Records supplied.
_ _ _ _ _

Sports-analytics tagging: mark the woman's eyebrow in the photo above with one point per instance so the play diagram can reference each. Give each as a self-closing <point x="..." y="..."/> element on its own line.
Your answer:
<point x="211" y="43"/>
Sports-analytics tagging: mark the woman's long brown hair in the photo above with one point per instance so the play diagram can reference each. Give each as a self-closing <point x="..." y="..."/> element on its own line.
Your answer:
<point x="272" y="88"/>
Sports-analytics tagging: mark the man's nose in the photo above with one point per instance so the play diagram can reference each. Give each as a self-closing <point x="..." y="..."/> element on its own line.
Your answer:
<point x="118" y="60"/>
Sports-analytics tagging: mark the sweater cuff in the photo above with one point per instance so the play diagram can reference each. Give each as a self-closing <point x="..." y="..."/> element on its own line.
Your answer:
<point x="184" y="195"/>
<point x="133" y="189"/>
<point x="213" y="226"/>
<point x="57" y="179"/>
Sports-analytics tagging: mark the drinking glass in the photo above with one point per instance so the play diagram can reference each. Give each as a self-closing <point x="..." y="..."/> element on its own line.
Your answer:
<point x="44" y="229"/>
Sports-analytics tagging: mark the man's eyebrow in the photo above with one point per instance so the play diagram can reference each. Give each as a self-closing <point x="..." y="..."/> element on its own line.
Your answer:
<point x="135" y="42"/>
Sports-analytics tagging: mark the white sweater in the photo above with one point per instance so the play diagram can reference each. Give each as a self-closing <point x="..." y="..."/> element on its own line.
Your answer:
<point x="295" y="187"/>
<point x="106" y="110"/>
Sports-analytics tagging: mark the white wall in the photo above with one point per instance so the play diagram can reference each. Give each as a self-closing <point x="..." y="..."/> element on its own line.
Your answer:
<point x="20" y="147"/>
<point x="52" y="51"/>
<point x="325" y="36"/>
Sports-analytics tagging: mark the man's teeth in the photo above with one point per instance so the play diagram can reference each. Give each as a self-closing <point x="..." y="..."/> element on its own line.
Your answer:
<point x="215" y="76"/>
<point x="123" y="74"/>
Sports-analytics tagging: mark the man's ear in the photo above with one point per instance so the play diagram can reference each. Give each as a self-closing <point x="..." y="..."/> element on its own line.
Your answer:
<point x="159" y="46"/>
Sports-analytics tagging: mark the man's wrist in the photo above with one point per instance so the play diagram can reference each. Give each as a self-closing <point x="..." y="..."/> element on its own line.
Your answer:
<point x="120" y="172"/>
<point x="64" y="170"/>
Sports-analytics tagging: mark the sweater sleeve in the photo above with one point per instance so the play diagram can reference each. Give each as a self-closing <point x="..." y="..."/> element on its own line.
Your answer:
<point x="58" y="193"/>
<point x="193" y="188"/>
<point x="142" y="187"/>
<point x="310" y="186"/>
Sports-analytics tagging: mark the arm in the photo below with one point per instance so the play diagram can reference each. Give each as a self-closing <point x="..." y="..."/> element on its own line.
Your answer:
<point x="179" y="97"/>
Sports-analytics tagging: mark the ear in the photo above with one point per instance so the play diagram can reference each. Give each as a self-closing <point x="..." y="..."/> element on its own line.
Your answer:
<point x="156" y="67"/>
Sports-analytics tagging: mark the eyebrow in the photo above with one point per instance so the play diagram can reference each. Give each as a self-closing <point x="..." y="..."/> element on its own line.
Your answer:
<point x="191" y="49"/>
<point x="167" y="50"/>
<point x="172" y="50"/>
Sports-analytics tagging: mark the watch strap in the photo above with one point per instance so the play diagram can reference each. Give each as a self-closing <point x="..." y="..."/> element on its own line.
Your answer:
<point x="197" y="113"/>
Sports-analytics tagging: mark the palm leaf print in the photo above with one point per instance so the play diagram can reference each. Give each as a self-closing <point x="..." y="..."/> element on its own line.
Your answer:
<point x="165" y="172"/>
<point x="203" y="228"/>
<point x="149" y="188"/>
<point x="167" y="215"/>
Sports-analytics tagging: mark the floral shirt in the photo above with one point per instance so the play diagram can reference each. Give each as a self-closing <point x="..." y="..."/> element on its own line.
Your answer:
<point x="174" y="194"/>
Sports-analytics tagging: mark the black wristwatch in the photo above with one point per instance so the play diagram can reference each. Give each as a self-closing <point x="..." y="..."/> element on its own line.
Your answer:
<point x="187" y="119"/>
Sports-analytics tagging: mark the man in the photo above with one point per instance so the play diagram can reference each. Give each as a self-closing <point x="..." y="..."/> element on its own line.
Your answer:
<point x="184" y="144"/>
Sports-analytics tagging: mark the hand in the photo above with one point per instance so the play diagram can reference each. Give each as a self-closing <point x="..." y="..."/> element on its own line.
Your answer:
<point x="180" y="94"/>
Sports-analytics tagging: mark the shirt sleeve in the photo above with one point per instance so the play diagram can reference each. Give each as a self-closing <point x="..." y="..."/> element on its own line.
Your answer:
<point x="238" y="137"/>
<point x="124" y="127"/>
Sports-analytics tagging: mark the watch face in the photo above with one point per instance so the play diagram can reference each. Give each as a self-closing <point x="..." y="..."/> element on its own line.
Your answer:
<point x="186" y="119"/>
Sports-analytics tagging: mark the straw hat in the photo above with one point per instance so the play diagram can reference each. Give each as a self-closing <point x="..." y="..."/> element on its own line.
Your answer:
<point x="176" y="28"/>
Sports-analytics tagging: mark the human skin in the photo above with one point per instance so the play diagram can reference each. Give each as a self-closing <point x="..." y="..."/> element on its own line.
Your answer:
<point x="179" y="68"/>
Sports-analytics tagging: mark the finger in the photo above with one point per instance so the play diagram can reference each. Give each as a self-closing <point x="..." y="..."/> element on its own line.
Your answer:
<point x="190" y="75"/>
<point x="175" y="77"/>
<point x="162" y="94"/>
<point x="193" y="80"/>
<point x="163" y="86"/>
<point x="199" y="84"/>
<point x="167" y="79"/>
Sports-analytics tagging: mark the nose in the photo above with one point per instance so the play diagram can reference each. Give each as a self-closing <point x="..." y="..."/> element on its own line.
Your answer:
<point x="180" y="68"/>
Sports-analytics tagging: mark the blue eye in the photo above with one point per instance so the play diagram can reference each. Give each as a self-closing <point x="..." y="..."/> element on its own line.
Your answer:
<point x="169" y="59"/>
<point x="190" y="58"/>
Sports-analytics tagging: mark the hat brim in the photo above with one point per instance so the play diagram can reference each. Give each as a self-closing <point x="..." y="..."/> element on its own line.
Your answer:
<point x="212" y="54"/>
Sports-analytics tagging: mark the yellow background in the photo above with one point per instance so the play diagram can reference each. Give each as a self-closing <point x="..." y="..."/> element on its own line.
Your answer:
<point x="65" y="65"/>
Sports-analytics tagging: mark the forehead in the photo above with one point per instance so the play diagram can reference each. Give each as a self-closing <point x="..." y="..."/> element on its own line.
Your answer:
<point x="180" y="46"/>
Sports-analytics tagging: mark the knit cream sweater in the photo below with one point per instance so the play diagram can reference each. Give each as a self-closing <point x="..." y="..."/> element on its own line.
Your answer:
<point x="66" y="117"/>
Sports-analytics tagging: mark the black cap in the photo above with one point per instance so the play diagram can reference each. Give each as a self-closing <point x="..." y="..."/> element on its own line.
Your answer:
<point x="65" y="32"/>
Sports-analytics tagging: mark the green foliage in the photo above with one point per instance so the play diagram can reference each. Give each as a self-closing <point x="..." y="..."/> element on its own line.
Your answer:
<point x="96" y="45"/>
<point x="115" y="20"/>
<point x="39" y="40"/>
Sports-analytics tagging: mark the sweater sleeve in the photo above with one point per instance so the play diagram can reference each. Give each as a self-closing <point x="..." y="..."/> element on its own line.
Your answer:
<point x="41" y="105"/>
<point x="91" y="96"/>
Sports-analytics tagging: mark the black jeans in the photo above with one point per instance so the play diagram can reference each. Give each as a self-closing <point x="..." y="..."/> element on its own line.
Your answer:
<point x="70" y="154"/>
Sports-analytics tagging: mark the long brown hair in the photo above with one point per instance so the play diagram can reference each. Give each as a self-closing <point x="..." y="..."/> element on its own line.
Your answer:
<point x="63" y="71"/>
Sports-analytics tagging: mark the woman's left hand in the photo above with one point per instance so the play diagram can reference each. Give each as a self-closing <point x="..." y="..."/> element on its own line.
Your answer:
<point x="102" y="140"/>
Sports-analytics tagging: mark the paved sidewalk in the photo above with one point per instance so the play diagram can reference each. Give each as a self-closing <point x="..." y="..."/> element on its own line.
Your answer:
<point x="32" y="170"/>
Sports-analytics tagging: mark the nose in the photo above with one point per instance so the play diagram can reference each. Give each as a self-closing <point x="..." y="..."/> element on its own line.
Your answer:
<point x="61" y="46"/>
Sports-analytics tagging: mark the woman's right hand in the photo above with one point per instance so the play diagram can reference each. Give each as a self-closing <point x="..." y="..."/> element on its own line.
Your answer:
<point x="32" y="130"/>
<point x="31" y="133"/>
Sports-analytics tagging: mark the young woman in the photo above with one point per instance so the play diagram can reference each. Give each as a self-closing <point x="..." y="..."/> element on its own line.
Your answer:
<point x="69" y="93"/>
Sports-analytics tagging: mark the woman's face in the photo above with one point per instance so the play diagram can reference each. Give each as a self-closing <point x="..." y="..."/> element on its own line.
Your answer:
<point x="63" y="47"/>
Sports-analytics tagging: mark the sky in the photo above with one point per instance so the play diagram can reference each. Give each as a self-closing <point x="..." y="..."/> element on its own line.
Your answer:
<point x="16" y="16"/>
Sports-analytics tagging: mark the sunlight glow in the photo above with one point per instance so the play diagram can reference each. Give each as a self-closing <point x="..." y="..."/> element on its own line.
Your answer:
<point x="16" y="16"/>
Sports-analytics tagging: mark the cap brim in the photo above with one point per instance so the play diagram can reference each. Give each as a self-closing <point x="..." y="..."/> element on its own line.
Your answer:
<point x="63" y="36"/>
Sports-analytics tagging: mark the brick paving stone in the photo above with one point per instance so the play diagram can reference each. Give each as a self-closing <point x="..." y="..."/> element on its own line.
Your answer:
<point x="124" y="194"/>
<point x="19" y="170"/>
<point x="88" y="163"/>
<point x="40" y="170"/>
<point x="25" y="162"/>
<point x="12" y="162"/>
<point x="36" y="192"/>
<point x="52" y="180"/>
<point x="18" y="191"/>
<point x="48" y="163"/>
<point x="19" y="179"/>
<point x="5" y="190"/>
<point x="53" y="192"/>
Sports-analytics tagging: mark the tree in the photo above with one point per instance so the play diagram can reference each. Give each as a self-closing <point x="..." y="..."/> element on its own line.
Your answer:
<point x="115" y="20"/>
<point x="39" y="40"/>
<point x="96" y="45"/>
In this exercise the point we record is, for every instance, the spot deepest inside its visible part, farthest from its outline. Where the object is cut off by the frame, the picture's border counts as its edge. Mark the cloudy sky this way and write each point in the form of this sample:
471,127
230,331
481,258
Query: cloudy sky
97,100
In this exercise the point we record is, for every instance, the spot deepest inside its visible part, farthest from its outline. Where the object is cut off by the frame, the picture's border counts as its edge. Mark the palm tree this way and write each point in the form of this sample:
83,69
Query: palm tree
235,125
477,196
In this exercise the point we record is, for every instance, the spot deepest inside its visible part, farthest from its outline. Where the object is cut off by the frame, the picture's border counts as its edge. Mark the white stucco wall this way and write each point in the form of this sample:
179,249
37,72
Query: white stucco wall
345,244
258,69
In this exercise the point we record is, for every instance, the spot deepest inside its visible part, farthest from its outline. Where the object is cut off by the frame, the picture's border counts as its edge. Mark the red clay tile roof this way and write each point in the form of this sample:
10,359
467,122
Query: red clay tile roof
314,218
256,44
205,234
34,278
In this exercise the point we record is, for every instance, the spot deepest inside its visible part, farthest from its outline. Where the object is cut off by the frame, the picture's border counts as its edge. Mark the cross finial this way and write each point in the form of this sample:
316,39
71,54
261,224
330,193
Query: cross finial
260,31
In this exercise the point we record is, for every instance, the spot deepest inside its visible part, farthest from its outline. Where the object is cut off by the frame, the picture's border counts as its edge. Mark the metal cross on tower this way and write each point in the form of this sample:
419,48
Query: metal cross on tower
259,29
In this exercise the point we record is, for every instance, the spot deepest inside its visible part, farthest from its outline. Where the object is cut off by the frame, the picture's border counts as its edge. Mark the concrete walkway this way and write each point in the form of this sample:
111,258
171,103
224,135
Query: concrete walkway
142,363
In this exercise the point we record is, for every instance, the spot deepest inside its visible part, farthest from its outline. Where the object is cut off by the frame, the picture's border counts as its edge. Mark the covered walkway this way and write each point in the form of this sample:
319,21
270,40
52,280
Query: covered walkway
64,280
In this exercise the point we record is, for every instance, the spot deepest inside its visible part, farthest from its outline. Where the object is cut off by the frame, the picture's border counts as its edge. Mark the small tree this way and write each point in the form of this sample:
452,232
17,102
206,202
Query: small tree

_ _ _ _ _

Problem details.
Return, from the entries, each line that holds "below".

Exercise answer.
Sports-analytics tagging: mark the arm in the photo below with one point per instance so the play diagram can reference each. Give each as a self-closing <point x="..." y="..."/> element on its own line.
Sports-analytics tagging: mark the knit cream sweater in the photo below with one point per instance so the play diagram can reference each. Give each as a self-closing <point x="..." y="..."/> element on its own line.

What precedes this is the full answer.